* SET PROBLEM
Copy every line of the following material without changing anything.

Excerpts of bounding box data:

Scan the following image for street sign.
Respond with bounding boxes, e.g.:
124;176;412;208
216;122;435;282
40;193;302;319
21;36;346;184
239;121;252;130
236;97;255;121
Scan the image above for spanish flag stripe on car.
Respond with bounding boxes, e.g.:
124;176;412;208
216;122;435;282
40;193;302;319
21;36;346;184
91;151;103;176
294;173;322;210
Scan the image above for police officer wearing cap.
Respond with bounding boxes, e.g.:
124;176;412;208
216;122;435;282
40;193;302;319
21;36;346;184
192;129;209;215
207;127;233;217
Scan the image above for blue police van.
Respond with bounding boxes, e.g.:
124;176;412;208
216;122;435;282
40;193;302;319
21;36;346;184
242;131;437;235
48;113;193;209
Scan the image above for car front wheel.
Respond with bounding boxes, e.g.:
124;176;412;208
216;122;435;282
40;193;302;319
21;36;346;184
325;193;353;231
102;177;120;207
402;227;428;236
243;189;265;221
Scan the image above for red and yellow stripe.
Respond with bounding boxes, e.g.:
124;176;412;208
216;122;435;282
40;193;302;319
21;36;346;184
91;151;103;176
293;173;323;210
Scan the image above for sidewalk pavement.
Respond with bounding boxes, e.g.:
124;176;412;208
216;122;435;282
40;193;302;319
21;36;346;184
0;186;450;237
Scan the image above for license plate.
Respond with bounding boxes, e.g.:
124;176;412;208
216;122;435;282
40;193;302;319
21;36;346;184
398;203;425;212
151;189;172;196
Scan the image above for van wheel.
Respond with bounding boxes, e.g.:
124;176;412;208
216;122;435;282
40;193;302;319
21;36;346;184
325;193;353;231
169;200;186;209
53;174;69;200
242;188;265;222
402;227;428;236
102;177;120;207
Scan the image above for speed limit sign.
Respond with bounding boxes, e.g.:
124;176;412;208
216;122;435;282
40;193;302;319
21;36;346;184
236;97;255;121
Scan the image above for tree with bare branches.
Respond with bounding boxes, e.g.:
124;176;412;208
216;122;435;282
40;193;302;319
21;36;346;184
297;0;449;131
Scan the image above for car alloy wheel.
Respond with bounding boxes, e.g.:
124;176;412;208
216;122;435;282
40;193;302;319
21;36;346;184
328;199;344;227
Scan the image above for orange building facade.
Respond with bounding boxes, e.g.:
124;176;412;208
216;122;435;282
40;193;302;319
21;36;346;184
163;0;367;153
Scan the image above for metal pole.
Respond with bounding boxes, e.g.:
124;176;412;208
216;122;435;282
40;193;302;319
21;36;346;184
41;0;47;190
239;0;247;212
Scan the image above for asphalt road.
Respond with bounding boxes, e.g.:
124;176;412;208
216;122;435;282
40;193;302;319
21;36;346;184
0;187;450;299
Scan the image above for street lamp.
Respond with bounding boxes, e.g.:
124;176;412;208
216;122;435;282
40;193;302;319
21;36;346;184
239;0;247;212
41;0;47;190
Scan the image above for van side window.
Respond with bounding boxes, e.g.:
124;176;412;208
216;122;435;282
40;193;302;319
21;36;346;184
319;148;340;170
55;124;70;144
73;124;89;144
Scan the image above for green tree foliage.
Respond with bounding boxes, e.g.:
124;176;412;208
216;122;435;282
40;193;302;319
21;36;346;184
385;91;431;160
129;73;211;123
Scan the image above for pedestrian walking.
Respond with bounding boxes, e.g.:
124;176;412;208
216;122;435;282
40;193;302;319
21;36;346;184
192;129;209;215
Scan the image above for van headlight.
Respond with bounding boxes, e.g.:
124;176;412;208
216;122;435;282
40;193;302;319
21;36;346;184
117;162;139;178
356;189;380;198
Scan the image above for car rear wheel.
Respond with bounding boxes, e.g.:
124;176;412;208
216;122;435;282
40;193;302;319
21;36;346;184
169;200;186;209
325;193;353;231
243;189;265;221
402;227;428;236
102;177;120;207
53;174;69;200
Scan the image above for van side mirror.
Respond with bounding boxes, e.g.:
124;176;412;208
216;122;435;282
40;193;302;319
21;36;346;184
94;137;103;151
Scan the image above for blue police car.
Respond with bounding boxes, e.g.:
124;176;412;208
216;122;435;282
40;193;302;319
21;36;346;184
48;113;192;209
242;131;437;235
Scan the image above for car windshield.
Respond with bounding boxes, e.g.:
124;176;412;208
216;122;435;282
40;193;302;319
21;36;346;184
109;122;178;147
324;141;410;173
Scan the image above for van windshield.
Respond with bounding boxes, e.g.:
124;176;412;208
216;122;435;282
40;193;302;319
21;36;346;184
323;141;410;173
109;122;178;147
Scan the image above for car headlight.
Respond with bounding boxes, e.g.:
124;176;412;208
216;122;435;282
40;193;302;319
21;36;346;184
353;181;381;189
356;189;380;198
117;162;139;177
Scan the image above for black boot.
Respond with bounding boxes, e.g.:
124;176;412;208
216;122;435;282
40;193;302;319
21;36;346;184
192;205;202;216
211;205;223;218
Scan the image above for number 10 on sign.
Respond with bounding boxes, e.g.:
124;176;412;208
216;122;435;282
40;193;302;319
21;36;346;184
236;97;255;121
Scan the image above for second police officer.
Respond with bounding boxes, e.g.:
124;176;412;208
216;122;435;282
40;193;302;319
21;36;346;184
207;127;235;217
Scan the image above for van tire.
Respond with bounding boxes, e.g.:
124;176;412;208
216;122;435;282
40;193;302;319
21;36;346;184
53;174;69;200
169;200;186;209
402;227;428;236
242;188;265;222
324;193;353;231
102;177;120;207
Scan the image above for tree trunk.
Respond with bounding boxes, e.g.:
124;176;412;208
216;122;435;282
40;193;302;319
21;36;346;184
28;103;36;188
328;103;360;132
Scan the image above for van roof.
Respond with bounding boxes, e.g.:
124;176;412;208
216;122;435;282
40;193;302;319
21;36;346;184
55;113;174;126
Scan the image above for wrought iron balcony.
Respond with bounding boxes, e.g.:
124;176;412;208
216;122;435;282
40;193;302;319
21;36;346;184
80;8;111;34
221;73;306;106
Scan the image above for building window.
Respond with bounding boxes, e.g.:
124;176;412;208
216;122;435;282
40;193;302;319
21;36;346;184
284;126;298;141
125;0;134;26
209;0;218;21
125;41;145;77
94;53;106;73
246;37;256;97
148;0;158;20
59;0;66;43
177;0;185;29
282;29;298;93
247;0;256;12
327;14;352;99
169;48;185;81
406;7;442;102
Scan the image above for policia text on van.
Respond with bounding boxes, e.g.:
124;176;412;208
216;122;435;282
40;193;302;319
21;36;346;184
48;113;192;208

* RESPONSE
Scan the following image for street sign.
Respond with bounding boxes, e.g.:
124;176;412;208
216;122;435;282
40;193;302;319
21;36;346;184
239;121;252;130
236;97;255;121
Scan the image above for spanish flag stripe on car.
Respond with bounding boxes, e.g.:
124;176;412;208
216;122;435;282
40;193;302;319
21;36;346;184
91;151;103;176
294;173;322;210
Scan the image above for police officer wearing cap.
Respond with bounding boxes, e.g.:
124;176;412;208
216;122;435;282
40;193;302;319
21;36;346;184
192;129;209;215
207;127;233;217
Scan the image above for blue police van.
Respond with bounding boxes, e.g.:
124;176;412;208
216;122;435;282
40;193;302;319
21;36;346;184
242;131;437;235
48;113;193;209
Scan the image above for car front wheel.
Respond with bounding boxes, e.g.:
124;176;412;208
216;122;435;282
40;193;302;319
21;36;346;184
325;193;353;231
102;177;120;207
402;227;428;236
243;189;265;221
Scan the image above for red and yellow stripe.
Respond with bounding boxes, e.g.:
124;176;412;208
216;122;435;282
40;193;302;319
21;36;346;184
91;151;103;176
293;173;323;210
Scan the image above for sidewalk pavement.
Respond with bounding boxes, e.g.:
124;176;412;208
216;122;435;282
40;193;302;319
21;36;346;184
0;186;450;237
Scan the image above for license plate.
Respond with bounding boxes, e.g.:
124;176;412;208
216;122;435;282
40;193;302;319
21;36;346;184
398;203;425;212
151;189;172;196
Scan the image above for van wheel.
Respond with bounding boxes, e.g.:
124;176;412;208
216;122;435;282
40;193;302;319
21;36;346;184
325;193;353;231
169;200;186;209
53;174;69;200
242;188;265;222
402;227;428;236
102;177;120;207
Scan the image above for speed limit sign.
Respond with bounding boxes, e.g.:
124;176;412;208
216;122;435;282
40;193;302;319
21;36;346;184
236;97;255;121
Scan the image above for tree with bare branches.
Respond with bounding boxes, e.g.:
124;176;412;208
216;122;435;282
40;193;302;319
21;36;346;184
297;0;449;131
Scan the image above for car alloy wheel.
Respond with bounding boxes, e.g.:
124;176;412;208
216;122;435;282
40;193;302;319
21;36;346;184
328;199;344;227
Scan the image above for orange building facade.
Respond with bounding boxes, e.g.:
124;176;412;208
216;122;435;282
40;193;302;319
21;36;346;184
163;0;367;153
Scan the image above for metal pole.
Respond with bounding boxes, e.g.:
124;176;412;208
216;122;435;282
40;193;302;319
21;36;346;184
41;0;47;190
239;0;247;212
Scan the image above for asphalt road.
Respond with bounding boxes, e.g.:
124;176;412;208
216;122;435;282
40;193;302;319
21;36;346;184
0;187;450;299
Scan the image above for street lamp.
Respond with bounding boxes, e.g.:
124;176;412;208
216;122;435;282
40;193;302;319
21;36;346;184
239;0;247;212
41;0;47;190
Scan the image above for van side window.
Respond with bounding boxes, e.g.:
124;176;412;208
216;122;435;282
40;193;302;319
21;36;346;184
319;148;340;170
55;124;70;144
73;124;89;144
Scan the image above for green tree foliage.
Respond with bounding boxes, e.g.:
124;176;412;208
216;122;435;282
40;193;302;319
21;36;346;184
385;91;431;160
129;73;211;123
Scan the image above for pedestrian walking.
Respond with bounding boxes, e.g.:
124;176;412;208
216;122;435;282
40;193;302;319
21;36;346;184
192;129;209;215
Scan the image above for van headlight.
Respond with bounding boxes, e.g.:
124;176;412;208
216;122;435;282
40;193;302;319
21;36;346;184
117;162;139;178
356;189;380;198
Scan the image above for car rear wheel.
Respond with bounding boxes, e.g.:
124;176;412;208
216;122;435;282
40;193;302;319
21;36;346;184
169;200;186;209
325;193;353;231
243;189;265;221
402;227;428;236
102;177;120;207
53;174;69;200
Scan the image above for van side mirror.
Respond with bounding boxes, e.g.:
124;176;412;208
216;122;435;282
40;193;302;319
21;36;346;184
94;137;103;151
Scan the image above for blue police car.
Respond with bounding boxes, e.g.:
124;176;412;208
216;122;435;282
40;193;302;319
21;36;346;184
48;113;192;209
242;131;437;235
Scan the image above for car windshield.
Respond with bounding boxes, e.g.:
124;176;412;208
216;122;435;282
40;193;302;319
21;36;346;184
109;122;178;147
324;141;410;173
Scan the image above for van windshield.
Respond with bounding boxes, e.g.:
124;176;412;208
216;122;435;282
40;193;302;319
21;36;346;184
323;141;410;173
109;122;178;147
Scan the image above for car headlight.
Respond with bounding boxes, e.g.:
124;176;412;208
216;122;435;282
40;193;302;319
21;36;346;184
353;181;381;189
356;189;380;198
117;162;139;177
Scan the image above for black boot.
Respond with bounding boxes, e.g.:
124;176;412;208
216;122;435;282
40;193;302;319
21;36;346;184
192;205;202;216
211;205;223;218
Scan the image above for number 10 on sign.
Respond with bounding boxes, e.g.:
124;176;412;208
216;122;435;282
40;193;302;319
21;36;346;184
236;97;255;121
Scan the image above for second police officer.
Respond with bounding boxes, e.g.:
124;176;412;208
216;122;435;282
40;193;302;319
21;36;346;184
207;127;235;217
Scan the image above for van tire.
Respond with bounding boxes, e.g.:
124;176;412;208
216;122;435;282
40;193;302;319
21;36;346;184
53;174;69;200
169;200;186;209
402;227;428;236
242;188;265;222
324;193;353;231
102;177;120;207
Scan the image above for tree trunk.
Respond with bounding boxes, e.g.:
124;176;412;208
216;122;435;282
40;193;302;319
21;36;346;184
28;103;36;188
328;103;360;132
Scan the image above for van roof.
Respond with bounding boxes, e.g.:
124;176;412;208
216;122;435;282
40;193;302;319
21;36;346;184
55;113;174;126
Scan the image above for wrought iron balcony.
Respond with bounding boxes, e.g.:
124;176;412;208
216;122;435;282
40;193;302;319
21;36;346;184
80;8;111;34
221;73;306;106
Scan the image above for building window.
Respond with bounding boxes, e.g.:
124;176;412;208
216;122;435;282
40;193;302;319
21;36;346;184
284;126;298;141
125;0;134;26
209;0;218;21
125;41;145;77
94;53;106;73
246;37;256;97
148;0;158;20
59;0;66;43
177;0;185;29
282;29;298;93
247;0;256;12
327;14;352;99
169;48;185;81
406;7;442;102
Scan the image above for policia text on van.
Respond with bounding boxes, e.g.:
124;176;412;208
216;122;435;282
40;193;302;319
21;36;346;184
48;113;192;208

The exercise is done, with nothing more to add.